**Quoted passage:**
§ §
My Grandfather's Walking Stick

Patience is a virtue, or so they say. Personally, I had never witnessed patience, until age caught up with my grandfather, causing him to slow down to the point in which he needed a walking stick to be able to walk. “Slow but safe”, he used to tell me. “I’ll get there, eventually”, he often said. I never had a reason to doubt his word. Even if it took him twice as long as everyone else to get somewhere, he always walked tall, proud and with steady steps. I remember a time when my family and I were walking on the beach. My grandfather was 85 years old, struggling with cancer, but still walking happily by my side, with the help of his walking stick.   My parents and sisters got advantage since they walked at a faster pace, but instead, I chose to walk slower with my grandfather. Eventually, my family was so far away from us, they were almost invisible to the eye, leaving the whole beach for the two of us. As we walked, I kept thinking to myself how hard it was for me to keep up with him, completely ignorant to how he must have been feeling. Politely, I asked. He explained to me how hard it was at first to get used to the “slow life”, everything seemed to be passing by so fast, leaving him behind, left out, and sometimes ignored. But then, he started getting used to the slower pace and enjoying it a lot more. I was intrigued, how could he be so optimistic about his condition?  He opened my eyes. He taught me that when you take things slow, you have the opportunity to see things in a whole new perspective; you get to really appreciate even the smallest of things. “Life is not a race, it doesn’t matter how fast you walk or how much help you need, you’ll get to the end, eventually.”


 He shared with me those words of wisdom. We continued walking in silence. I was processing what I just learned and he was grunting a little because of the pain, but never grumbling.  After walking by his side for the following months, I understand now how hard it must have been for him to see everyone walking past him with so much rush and not being capable of doing the same, how much it must have hurt him to feel like he was being left behind. Despite that, he never complained, not once, he enjoyed every single one of his slow, steady steps until he couldn’t do it anymore. 

Author's Notes/Comments: 

This is a poem about my late grandfather whom I love and admire very much.
§ §
[Stored data]

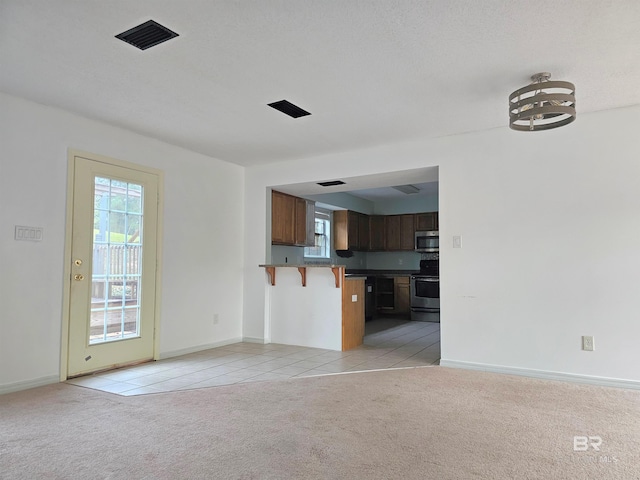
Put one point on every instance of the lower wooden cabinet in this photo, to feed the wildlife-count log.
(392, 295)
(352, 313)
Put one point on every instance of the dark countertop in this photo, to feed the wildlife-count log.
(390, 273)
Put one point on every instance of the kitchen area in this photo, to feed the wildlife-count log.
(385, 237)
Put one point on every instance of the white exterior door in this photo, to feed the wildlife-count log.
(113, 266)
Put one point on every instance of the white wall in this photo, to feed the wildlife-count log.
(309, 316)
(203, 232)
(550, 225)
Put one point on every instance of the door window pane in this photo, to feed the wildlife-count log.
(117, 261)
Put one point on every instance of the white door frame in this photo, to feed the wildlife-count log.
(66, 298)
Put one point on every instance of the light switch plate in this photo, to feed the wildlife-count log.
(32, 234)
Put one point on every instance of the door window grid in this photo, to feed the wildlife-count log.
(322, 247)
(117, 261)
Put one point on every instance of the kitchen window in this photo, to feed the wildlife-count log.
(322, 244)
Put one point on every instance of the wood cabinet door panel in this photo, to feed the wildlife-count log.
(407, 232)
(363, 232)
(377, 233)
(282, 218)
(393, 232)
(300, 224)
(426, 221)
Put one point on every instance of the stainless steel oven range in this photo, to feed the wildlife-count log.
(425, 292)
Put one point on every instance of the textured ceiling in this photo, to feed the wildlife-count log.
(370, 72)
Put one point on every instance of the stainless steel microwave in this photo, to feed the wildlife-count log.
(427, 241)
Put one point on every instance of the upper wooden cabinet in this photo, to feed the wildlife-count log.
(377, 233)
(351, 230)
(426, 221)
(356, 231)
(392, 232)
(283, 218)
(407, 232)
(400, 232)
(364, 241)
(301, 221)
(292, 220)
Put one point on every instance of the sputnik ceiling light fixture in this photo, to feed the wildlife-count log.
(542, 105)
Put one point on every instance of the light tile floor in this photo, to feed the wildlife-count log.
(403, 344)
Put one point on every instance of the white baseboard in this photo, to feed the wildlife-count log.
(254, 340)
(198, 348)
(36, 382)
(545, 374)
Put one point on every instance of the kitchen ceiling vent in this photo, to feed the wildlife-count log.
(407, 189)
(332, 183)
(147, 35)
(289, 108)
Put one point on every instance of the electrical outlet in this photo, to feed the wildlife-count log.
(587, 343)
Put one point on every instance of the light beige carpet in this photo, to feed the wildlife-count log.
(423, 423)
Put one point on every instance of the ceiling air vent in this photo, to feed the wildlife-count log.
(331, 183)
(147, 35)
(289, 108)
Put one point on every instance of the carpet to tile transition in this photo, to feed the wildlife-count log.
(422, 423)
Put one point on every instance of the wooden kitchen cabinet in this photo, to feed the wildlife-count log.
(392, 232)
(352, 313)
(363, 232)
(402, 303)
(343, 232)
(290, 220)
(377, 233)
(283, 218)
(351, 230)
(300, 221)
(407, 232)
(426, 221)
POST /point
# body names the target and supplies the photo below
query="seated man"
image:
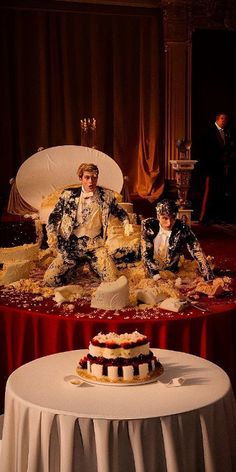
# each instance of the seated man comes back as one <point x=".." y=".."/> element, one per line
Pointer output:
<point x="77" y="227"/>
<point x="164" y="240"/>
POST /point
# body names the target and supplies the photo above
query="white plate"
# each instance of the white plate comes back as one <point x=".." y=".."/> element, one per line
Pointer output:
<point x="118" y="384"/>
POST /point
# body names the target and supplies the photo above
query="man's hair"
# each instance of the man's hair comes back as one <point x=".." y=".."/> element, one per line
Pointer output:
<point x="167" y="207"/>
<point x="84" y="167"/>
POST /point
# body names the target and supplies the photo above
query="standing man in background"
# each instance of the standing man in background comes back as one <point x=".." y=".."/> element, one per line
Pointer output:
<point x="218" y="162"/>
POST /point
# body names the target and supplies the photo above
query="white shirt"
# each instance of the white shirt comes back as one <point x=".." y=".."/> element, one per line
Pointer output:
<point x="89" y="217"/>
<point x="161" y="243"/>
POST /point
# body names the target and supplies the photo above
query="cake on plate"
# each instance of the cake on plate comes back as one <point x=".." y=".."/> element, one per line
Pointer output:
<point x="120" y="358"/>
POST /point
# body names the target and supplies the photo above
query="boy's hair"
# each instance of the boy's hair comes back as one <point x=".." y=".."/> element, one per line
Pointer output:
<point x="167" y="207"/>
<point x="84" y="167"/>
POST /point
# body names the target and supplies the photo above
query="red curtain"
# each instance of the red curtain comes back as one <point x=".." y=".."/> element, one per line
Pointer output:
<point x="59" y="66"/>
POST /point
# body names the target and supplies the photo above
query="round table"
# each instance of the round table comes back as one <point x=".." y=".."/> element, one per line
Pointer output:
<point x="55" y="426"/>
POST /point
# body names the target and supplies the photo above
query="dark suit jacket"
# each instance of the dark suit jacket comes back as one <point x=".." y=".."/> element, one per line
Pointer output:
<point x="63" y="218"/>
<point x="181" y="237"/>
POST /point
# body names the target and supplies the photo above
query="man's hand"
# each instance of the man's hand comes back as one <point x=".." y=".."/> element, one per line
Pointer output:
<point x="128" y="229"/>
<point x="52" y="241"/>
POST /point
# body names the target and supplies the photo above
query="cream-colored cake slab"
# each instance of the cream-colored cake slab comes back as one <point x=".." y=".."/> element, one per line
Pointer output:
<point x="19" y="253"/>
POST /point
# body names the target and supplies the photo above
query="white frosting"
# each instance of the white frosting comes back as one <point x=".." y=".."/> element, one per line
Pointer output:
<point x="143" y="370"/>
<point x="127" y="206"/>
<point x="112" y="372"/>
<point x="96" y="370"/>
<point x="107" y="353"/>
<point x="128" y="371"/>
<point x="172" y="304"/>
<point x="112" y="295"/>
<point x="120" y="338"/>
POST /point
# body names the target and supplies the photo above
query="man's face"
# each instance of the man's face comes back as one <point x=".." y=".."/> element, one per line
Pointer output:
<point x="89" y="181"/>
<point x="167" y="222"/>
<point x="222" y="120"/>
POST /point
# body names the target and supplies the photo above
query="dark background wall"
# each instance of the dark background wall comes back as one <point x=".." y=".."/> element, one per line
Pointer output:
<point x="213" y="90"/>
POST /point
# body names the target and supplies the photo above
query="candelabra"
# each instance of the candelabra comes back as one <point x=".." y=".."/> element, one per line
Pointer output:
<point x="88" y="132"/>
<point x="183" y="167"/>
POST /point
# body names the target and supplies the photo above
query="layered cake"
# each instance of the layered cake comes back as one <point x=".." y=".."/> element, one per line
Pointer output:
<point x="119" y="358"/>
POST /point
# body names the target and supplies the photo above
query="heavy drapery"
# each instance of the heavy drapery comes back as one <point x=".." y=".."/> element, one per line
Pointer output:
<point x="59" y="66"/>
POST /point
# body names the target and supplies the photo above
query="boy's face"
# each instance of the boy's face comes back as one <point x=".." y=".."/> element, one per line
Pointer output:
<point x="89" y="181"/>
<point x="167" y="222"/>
§ §
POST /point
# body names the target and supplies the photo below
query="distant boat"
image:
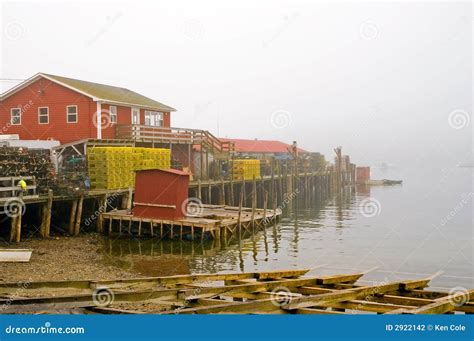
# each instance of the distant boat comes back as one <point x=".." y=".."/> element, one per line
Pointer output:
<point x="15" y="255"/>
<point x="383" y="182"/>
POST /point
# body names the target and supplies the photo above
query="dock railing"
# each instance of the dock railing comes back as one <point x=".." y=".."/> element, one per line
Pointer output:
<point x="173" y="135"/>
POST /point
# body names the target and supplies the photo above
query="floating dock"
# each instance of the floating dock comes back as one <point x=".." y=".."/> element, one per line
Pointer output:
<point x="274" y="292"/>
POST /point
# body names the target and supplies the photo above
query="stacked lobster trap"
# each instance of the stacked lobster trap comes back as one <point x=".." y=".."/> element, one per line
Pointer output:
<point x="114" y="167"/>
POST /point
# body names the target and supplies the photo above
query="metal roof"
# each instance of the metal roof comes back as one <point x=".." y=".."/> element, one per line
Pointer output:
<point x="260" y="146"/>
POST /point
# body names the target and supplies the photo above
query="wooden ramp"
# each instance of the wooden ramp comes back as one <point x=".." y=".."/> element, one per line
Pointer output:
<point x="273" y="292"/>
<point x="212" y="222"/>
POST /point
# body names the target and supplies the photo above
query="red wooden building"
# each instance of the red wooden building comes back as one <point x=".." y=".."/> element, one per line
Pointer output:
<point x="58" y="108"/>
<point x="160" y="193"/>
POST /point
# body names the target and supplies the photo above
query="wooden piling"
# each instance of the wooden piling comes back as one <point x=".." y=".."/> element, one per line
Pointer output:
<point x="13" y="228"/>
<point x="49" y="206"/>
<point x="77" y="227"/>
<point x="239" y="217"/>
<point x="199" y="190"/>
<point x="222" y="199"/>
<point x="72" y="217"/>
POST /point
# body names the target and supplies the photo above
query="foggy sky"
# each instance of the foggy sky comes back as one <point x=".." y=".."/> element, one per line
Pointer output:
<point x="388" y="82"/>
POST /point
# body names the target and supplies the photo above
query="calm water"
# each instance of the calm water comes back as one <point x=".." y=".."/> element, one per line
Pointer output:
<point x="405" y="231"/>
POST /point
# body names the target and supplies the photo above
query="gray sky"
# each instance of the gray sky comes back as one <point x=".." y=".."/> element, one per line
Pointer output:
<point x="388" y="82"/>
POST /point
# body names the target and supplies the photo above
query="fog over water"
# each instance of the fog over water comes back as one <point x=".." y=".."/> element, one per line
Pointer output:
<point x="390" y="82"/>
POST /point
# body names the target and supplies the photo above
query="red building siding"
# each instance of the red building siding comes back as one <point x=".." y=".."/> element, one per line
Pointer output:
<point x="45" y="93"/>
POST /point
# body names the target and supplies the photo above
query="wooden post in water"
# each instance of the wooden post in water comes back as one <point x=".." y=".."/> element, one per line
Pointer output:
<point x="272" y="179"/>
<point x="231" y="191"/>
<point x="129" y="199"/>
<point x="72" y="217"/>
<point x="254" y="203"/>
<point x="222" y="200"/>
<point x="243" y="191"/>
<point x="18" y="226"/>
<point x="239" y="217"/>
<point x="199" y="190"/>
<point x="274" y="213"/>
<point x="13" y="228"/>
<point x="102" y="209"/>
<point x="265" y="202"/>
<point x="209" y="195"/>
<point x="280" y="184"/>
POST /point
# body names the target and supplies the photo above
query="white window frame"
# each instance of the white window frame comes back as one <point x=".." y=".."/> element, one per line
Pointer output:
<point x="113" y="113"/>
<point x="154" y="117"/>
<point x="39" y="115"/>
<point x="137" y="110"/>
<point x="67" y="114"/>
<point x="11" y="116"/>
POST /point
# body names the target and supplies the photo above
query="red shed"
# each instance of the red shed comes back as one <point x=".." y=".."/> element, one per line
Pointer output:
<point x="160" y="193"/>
§ §
**How to complete this task:** Write out the stretch of the walking-stick piece from "He shared with" through "admire very much.".

**Response to this exercise:**
He shared with me those words of wisdom. We continued walking in silence. I was processing what I just learned and he was grunting a little because of the pain, but never grumbling.  After walking by his side for the following months, I understand now how hard it must have been for him to see everyone walking past him with so much rush and not being capable of doing the same, how much it must have hurt him to feel like he was being left behind. Despite that, he never complained, not once, he enjoyed every single one of his slow, steady steps until he couldn’t do it anymore. 

Author's Notes/Comments: 

This is a poem about my late grandfather whom I love and admire very much.